Pictures don't belong in the copy; print all the records exactly.

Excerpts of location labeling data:
+++

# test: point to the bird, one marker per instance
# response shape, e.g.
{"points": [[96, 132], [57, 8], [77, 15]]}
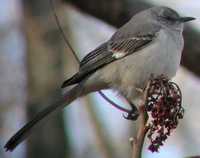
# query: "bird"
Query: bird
{"points": [[151, 42]]}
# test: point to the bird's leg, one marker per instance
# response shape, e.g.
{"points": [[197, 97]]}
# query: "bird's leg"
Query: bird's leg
{"points": [[133, 113]]}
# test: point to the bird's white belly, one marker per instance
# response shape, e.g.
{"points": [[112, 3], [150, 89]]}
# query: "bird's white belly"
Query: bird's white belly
{"points": [[133, 71]]}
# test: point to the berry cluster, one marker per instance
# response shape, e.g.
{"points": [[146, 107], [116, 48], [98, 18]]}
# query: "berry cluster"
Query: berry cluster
{"points": [[164, 108]]}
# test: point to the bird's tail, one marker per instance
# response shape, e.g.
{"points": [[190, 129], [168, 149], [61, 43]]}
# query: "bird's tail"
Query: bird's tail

+++

_The result_.
# test: point to the bird, one marker per instance
# response shape, e.g.
{"points": [[96, 132], [57, 8], [77, 15]]}
# query: "bird"
Query: bird
{"points": [[151, 42]]}
# test: point to the bird's leg, one marker per instance
# response shape, e.g.
{"points": [[197, 97]]}
# query: "bird's leg"
Query: bird's leg
{"points": [[133, 113]]}
# test: point to the bird's white belly, one marker per instance
# response shape, e.g.
{"points": [[112, 3], [150, 89]]}
# query: "bird's white belly"
Query: bird's white belly
{"points": [[133, 71]]}
# test: point to the berry cluster, one marker per instance
# response shape, e.g.
{"points": [[146, 107], [116, 48], [98, 18]]}
# query: "berry cluster"
Query: berry cluster
{"points": [[164, 108]]}
# test: point to the bird's tail, one marker per instance
# response shape, e.g.
{"points": [[190, 129], [168, 149], [61, 43]]}
# query: "bird's tail"
Query: bird's tail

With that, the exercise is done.